— QUESTIONS ON THE MATERIAL —
1. Write out the passage on Randy Cox's custodial transport word for word, starting at "He called out" and ending at "scene was reprehensible.".
2. Write what comes next in the account of Randy Cox's custodial transport, picking up right after its final sentence.

— PASSAGE PROVIDED —
=-=-=
The Roughest Ride of Your Life: A Tortuous Story of Custodial Transport

The Roughest Ride of Your Life: A Tortuous Story of Custodial Transport

On June 19, police in New Haven, Connecticut, received a report of someone in possession of a firearm at a block party on Lilac Street, in the city’s Newhallville section. Police arrived at the party, a celebration of Father’s Day and Juneteenth, and found 36-year-old Randy Cox helping at the grill. And he had a firearm in his waistband.

Because Cox has a record that includes several assault-related misdemeanors, he was not allowed to possess such a weapon. So, the police arrested him. Several officers surrounded Cox and, feeling that he was not cooperating, handcuffed him. After first placing him in a patrol car, they called for a custodial transport van. This van was not equipped with seat belts. So, Cox, still cuffed, was placed on a bench seat in the custodial transport van, facing the partition that runs the length of the vehicle’s cell. The van pulled away, taking Cox to the city’s adult detention center. 

During the run, the driver, Officer Oscar Diaz, swerved to avoid an accident involving two other motor vehicles. What happened next is shown clearly on video from inside the cell obtained by Connecticut Public television and since posted on YouTube. Cox was hurtled from the bench and crashed headfirst in the front of the cell behind where Diaz was sitting. One can hear the impact on the video when Cox hits the metal barrier.

He called out to Diaz for help. It took the officer four minutes to stop and check on Cox. (Diaz initially said he couldn’t hear his cries.) After doing so, he called an ambulance and kept going to the detention center. Apparently he planned to meet the EMTs there.

“It made me sick to my stomach.”

“It made me sick to my stomach,” Cox’s sister said after watching the video. I’m sure most people viewing it would have a similar reaction. In the 15 minutes or so between the custodial transport van’s arrival and that of the ambulance at the detention center, the behavior of the New Haven cops on the scene was reprehensible. 

Cox had landed on the transport’s floor in such a way that one of his legs was folded up near his chest. The cops apparently felt Cox had pulled it up, proving that he was faking injury. As Cox lay on the van floor, they repeatedly called for him to stand up, sit up or move. Lt. Betsy Segui, who oversaw the center, bellowed for him to “sit up.” He said he insisted that he couldn’t move. Eventually, the cops dragged him out of the custodial transport van by his legs, placed him in a wheelchair like a rag doll and dumped him face down in a holding cell with additional restrains clapped on his legs.

To most readers, this incident is shocking. As a justice-impacted person, I am appalled. But I’m not shocked. The level of distain I hear in the policer officers’ voices and see in their actions, sadly, is familiar to me.
=-=-=
— INFORMATION PROVIDED —

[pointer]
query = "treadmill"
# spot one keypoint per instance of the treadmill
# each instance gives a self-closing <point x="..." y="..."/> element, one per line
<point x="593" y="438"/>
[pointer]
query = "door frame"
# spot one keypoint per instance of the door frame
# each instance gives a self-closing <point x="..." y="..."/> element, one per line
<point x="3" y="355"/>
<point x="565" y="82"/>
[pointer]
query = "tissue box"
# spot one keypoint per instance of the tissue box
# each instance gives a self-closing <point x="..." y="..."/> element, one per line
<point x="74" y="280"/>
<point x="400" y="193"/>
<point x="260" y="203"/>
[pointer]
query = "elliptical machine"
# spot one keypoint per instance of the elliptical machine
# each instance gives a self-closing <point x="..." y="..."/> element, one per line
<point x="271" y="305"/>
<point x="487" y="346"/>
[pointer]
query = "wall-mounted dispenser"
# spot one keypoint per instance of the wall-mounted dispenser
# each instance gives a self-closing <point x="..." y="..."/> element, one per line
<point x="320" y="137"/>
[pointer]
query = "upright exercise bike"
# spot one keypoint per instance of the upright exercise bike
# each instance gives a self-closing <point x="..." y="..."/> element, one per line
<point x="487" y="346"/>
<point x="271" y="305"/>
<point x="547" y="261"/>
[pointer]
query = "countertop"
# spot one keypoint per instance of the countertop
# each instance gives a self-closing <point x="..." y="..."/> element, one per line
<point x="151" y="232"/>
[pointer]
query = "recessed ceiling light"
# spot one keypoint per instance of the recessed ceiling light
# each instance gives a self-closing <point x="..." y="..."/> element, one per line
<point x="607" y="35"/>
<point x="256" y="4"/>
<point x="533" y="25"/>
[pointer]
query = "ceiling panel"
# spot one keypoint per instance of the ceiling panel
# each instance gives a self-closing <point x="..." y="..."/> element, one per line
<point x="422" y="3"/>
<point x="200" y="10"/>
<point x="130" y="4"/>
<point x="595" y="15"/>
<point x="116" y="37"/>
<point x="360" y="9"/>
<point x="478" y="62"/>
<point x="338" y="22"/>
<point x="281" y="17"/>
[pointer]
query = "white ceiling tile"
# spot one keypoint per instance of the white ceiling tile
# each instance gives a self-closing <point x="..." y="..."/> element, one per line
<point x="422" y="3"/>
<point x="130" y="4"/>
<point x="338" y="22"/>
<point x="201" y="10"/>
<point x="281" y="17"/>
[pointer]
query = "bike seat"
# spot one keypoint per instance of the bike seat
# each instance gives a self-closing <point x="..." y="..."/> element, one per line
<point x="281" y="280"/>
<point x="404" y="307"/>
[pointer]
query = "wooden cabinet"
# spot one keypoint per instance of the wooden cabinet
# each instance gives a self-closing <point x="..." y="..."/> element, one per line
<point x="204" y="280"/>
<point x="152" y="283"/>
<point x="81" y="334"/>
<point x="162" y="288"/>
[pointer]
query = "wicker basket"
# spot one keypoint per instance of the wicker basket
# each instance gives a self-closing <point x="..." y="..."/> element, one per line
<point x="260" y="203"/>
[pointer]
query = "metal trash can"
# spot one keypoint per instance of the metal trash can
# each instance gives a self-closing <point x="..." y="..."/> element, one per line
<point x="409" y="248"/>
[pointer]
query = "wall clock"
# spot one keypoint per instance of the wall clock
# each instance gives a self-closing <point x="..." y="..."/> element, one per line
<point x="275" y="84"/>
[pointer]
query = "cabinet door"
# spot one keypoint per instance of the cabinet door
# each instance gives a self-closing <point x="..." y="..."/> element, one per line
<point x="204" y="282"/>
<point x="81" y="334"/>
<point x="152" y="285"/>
=-=-=
— RESPONSES BY TASK —
1.
He called out to Diaz for help. It took the officer four minutes to stop and check on Cox. (Diaz initially said he couldn’t hear his cries.) After doing so, he called an ambulance and kept going to the detention center. Apparently he planned to meet the EMTs there.

“It made me sick to my stomach.”

“It made me sick to my stomach,” Cox’s sister said after watching the video. I’m sure most people viewing it would have a similar reaction. In the 15 minutes or so between the custodial transport van’s arrival and that of the ambulance at the detention center, the behavior of the New Haven cops on the scene was reprehensible.

2.
Image courtesy of Veggies via Wikimedia Commons.

The case involving Randy Cox sounds a lot like the case involving Freddie Gray.

Randy Cox’s case recalls the 2015 case of Freddie Gray. Gray was a suspect in Baltimore, Maryland, who died from injuries he received while in transit in a police van. The Gray incident precipitated several days of protesting in that city’s streets. There are many similarities in the two cases. But the most striking likeness is that both men were arrested for possessing illegal weapons. After all the commotion, the prosecutors found that the knife Gray had on him was legal for him to hold.

The biggest difference between the cases, in my view, is that we have video. While some of Gray’s time in custody was recorded, most was not. The officers involved quickly remained silent, which made eliciting the facts difficult. It is alleged that Gray resisted arrest. The arresting officers said they did not fasten a safety belt around him in the van because of his resistance and because an angry crowd was forming at the scene. So, they said, they needed to get away from there. 

Freddie Gray’s ride involved six stops. But, after the second stop, it appeared Gray had been injured. A woman who viewed the interaction between Gray and the officers at the second stop (a witness who was never called to testify any trial) said Gray was clearly unable to move. Freddie Gray fell into a coma by the time he reached the station and died six days later.

Charges were brought and dropped against the officers in the Gray incident. New Haven has suspended all the officers in the Cox incident pending investigation. New Haven Mayor Elicker denounced the police conduct, and the acting police chief has stated that it violated department policy. In the month and a half since the incident, the department has made some policy changes.

The custodial transport feels like a dog kennel because it is like a dog kennel.

I would like to acquaint the reader with central piece of public safety equipment used in these incidents: the police “ custodial transport” van. These are relatively small, supposedly more efficient vehicles adapted from commercial vans. In New Hampshire, deputies refer to these vans as “dog kennels.” This is an appropriate appellation. In fact, one of the manufacturers, Havis, Inc., is a leading maker of actual dog kennel inserts for SUVs.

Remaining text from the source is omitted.